* _你的任务_: 从含有“stone finial, reported”的那一行开始，到含有“Query: stone finial”的那一行结束，把这几行重写一遍，其中的“stone finial”一律替换成“stone pinnacle”，别的地方一字不动，也不要写其他行。

(点位标注记录)
* * * * *
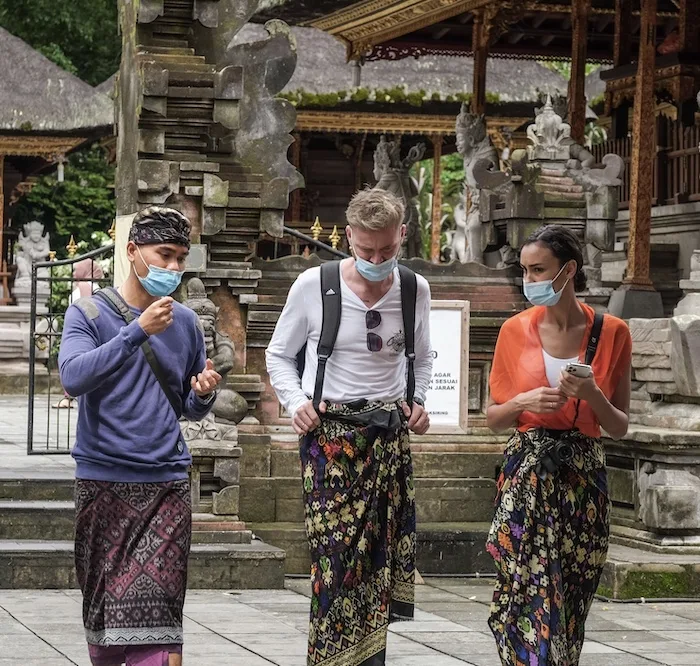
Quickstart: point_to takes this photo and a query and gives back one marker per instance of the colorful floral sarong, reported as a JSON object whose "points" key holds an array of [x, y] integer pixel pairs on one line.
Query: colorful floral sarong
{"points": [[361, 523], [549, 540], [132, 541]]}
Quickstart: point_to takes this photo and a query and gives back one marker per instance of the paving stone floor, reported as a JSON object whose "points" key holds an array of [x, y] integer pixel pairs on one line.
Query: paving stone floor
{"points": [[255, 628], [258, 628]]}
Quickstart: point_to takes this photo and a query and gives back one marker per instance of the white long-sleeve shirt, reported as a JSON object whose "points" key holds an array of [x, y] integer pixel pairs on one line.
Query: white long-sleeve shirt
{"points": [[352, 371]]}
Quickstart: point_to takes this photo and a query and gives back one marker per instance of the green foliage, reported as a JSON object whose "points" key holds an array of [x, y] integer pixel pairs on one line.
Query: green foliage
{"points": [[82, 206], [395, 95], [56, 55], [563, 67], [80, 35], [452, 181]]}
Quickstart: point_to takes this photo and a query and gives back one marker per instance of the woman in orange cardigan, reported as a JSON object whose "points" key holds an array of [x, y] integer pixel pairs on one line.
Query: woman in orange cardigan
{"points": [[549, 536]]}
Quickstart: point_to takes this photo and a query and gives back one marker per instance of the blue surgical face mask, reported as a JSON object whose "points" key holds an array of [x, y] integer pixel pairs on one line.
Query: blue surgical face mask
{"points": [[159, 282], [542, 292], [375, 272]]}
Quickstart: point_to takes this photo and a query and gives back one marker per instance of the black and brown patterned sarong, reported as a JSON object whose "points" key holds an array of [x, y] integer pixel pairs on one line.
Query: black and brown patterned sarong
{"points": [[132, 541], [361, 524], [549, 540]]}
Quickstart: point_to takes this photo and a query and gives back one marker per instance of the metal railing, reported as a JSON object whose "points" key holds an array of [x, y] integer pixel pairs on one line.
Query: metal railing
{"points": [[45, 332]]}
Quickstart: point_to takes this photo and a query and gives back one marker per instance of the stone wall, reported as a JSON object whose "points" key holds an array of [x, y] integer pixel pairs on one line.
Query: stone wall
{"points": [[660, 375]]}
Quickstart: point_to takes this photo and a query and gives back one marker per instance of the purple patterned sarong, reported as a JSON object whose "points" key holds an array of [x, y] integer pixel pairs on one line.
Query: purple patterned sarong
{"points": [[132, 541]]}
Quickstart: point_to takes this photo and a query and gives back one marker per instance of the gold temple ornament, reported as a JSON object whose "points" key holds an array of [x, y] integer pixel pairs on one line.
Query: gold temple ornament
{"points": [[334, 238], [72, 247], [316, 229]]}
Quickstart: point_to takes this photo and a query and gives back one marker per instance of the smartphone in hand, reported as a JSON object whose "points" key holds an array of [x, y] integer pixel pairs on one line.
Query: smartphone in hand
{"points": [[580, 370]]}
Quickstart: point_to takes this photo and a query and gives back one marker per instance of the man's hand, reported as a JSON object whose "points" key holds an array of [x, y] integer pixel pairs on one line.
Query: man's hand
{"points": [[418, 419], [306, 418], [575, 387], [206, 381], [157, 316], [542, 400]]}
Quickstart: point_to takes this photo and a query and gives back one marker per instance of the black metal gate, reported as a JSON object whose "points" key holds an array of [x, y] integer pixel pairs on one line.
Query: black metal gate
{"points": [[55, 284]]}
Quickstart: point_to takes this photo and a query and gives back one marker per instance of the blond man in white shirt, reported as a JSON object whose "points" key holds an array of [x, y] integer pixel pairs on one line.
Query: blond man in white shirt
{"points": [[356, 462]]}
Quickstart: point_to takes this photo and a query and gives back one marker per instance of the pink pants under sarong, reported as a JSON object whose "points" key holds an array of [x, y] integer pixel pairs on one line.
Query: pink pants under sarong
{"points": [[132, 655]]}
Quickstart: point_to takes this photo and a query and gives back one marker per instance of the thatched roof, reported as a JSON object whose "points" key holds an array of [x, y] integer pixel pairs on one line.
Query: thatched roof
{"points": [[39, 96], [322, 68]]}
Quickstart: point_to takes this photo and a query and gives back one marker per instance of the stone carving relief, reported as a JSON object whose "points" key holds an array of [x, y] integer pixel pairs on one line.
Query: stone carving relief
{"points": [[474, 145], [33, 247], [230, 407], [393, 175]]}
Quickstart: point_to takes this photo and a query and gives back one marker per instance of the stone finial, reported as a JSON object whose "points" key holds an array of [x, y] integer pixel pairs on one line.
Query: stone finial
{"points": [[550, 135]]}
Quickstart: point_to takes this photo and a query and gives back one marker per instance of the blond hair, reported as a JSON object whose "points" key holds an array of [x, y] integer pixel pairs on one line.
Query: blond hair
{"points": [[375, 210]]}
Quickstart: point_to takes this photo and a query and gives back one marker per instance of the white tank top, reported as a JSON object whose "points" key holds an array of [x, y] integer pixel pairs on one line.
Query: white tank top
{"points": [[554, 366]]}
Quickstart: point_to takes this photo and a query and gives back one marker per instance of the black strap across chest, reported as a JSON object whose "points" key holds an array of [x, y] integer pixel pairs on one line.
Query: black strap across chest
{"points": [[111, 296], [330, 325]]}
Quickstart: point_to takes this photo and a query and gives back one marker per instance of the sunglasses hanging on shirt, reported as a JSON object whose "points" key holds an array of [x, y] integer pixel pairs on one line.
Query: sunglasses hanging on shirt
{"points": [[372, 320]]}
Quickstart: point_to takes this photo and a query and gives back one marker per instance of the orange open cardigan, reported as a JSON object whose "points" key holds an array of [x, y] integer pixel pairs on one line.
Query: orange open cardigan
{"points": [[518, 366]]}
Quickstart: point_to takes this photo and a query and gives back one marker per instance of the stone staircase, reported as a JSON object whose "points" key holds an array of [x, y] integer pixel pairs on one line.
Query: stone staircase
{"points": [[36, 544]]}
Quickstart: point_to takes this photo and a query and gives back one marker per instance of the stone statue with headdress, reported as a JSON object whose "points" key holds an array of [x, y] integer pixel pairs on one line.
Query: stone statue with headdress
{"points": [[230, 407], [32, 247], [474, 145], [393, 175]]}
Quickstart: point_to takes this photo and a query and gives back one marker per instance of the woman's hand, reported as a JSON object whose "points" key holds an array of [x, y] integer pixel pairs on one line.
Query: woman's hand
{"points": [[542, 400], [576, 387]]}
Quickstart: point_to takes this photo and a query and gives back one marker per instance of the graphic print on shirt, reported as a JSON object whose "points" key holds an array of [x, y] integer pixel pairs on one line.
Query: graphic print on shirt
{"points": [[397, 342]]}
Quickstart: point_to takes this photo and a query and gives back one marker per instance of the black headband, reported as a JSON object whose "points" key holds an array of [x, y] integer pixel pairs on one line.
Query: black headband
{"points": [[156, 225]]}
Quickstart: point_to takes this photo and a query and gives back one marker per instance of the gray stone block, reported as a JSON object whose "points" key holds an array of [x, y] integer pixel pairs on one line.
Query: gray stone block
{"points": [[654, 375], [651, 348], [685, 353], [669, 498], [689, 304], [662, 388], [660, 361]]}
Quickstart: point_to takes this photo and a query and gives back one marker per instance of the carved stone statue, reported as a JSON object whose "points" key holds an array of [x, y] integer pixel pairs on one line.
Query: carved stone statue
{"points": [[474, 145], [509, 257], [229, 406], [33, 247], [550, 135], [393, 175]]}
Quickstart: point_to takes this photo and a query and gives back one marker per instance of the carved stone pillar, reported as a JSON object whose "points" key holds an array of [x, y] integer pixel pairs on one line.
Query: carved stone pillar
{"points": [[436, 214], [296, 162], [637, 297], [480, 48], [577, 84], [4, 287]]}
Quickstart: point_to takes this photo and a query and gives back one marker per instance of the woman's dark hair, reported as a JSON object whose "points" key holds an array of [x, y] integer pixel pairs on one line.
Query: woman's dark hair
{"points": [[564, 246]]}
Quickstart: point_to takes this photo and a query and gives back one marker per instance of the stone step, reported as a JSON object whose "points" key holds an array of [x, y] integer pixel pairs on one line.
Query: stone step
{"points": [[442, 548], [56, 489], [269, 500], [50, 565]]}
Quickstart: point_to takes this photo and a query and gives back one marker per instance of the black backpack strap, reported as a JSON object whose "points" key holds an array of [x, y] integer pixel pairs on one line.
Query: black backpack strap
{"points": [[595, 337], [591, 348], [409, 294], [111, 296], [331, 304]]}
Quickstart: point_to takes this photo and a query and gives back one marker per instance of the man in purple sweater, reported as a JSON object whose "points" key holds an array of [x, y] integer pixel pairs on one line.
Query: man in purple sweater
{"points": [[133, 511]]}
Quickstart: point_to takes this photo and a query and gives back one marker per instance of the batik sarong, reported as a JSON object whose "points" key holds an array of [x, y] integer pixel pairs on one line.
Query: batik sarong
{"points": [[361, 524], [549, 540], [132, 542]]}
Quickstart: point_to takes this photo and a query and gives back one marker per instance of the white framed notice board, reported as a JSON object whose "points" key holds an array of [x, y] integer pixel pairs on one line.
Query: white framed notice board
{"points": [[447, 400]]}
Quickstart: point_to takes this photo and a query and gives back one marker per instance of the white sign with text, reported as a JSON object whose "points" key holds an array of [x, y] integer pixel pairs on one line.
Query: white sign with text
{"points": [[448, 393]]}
* * * * *
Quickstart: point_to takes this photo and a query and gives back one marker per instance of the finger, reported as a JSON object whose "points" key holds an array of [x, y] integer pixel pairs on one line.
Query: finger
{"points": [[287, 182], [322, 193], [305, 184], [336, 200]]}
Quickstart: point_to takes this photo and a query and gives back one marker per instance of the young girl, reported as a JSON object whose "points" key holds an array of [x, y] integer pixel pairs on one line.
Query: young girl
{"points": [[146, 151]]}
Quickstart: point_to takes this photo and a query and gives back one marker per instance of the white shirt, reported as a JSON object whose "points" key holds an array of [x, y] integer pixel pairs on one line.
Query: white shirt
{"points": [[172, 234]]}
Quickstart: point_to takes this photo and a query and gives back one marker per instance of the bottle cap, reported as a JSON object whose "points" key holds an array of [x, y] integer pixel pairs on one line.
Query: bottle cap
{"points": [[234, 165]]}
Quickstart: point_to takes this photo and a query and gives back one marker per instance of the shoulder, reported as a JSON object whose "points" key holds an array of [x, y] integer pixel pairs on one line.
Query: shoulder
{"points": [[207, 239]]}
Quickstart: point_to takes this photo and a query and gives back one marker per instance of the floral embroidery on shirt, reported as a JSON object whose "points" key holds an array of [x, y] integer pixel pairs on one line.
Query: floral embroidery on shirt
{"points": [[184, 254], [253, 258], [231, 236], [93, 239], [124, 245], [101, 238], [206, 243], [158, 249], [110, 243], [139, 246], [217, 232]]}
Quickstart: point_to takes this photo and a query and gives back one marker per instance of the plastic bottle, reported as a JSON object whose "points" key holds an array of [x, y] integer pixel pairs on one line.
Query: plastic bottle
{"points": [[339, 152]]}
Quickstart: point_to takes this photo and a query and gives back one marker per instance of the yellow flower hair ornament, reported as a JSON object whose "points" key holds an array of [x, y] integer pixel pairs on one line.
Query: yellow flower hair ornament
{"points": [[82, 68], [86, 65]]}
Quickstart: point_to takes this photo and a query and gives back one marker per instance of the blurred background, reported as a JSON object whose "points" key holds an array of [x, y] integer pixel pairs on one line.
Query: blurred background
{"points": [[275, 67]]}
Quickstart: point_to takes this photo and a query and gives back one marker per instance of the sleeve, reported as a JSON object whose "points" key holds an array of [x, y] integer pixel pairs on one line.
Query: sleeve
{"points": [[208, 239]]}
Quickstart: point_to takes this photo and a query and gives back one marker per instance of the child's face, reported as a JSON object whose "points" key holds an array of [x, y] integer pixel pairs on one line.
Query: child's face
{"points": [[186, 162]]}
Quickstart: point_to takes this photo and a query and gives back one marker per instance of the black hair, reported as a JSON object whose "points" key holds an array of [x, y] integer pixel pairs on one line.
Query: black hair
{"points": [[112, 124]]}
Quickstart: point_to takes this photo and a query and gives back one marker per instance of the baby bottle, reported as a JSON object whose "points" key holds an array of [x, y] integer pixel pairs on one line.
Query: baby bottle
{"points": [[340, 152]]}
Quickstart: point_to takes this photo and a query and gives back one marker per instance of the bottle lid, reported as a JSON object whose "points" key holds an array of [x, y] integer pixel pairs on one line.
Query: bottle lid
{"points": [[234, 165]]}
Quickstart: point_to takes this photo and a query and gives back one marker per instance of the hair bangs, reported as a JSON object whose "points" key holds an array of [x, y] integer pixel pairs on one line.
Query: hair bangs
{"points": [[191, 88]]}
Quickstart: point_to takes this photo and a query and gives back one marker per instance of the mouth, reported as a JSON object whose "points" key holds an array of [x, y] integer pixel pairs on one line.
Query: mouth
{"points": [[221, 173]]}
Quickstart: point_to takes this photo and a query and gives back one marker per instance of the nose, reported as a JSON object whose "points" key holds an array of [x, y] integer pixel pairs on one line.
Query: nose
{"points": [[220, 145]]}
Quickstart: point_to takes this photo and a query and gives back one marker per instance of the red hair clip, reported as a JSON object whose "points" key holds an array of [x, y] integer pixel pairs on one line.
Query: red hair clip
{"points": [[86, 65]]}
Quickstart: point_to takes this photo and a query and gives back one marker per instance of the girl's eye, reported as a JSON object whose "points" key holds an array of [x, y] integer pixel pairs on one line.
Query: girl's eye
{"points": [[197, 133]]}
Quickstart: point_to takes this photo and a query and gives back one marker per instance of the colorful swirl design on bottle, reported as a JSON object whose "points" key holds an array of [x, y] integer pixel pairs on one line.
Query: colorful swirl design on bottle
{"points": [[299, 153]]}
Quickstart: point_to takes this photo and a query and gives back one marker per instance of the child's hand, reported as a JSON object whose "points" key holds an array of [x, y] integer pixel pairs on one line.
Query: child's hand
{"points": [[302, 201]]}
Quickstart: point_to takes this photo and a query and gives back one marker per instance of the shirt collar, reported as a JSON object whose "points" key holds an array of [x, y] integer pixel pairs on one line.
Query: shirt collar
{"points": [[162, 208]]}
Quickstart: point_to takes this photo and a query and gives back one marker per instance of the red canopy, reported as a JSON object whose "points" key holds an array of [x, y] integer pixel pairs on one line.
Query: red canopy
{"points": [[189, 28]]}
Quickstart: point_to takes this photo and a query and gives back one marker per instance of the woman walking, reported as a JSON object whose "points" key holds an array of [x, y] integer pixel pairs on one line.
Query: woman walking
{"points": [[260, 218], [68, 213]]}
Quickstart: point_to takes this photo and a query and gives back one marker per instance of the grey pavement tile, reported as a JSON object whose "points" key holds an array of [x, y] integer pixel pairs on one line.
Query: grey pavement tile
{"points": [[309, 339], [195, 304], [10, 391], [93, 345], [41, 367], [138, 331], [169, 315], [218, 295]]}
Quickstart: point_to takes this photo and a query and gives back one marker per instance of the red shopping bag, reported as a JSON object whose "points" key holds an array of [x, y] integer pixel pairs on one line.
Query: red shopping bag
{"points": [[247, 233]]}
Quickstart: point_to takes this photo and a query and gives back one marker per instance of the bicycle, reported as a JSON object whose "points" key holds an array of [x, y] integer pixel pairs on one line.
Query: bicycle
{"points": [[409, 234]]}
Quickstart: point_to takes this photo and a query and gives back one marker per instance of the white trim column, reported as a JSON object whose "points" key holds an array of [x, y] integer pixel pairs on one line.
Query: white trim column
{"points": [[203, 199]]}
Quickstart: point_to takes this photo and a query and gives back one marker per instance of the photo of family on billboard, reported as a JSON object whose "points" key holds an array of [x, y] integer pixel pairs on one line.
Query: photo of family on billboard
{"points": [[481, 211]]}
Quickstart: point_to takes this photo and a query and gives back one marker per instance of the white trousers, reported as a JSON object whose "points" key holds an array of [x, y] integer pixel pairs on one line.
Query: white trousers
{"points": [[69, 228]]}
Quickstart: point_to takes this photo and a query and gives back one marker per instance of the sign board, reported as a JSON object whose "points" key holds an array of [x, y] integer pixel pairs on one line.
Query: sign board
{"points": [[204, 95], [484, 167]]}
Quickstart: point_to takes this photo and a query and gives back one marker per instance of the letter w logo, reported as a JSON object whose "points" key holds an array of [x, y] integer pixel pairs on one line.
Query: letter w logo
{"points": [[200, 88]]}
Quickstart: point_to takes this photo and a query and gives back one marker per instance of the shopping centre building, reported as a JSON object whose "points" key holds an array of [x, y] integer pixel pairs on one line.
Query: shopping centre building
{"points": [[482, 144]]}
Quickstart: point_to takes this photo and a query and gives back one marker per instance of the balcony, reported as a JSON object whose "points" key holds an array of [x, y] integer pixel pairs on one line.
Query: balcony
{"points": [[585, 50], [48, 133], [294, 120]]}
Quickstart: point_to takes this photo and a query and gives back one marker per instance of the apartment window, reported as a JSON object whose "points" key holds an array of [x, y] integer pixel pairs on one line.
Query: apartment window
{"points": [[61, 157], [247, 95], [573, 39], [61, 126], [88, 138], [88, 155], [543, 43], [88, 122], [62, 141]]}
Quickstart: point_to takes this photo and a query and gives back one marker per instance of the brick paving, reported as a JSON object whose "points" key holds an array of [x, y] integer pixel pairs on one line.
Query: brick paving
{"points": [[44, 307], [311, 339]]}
* * * * *
* _任务结果_:
Quickstart: point_to takes this photo and a query and gives back one marker per instance of the stone pinnacle, reported as a JSON object whose "points" key holds an array of [x, y] integer pixel pairs on one line.
Query: stone pinnacle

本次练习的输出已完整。